## Task brief
Copy the part of the material that opens with the line containing "For every instance of the coffee" and runs through the end of the material. Swap "coffee machine" for "espresso maker" and change nothing else.

(Dataset records about object locations)

----

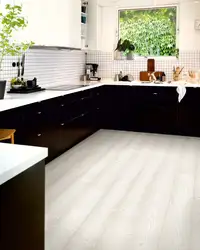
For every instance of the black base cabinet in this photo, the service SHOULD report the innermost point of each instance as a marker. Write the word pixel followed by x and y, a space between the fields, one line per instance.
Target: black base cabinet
pixel 189 114
pixel 62 122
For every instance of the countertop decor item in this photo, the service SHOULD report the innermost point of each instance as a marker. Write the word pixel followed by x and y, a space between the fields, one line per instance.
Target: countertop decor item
pixel 177 73
pixel 11 21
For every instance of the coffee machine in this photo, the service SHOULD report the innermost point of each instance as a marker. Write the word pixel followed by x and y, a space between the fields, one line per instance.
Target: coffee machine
pixel 91 72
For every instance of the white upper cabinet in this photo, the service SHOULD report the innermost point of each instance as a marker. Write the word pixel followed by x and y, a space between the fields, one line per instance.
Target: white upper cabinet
pixel 94 25
pixel 52 22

----

## Answer
For every instance of the espresso maker in this photo, the service SHOULD report the innermost point of each instance as a marker. Write the word pixel followed by x and y, a space between the fields, one line per instance.
Target: espresso maker
pixel 91 72
For every instance of the white upper cabinet in this photo, the service SHOULD report the innermost point of each instance as a marker. Write the word pixel followed by x and y, a space between the fields, one line per instance.
Target: white upper cabinet
pixel 94 25
pixel 52 22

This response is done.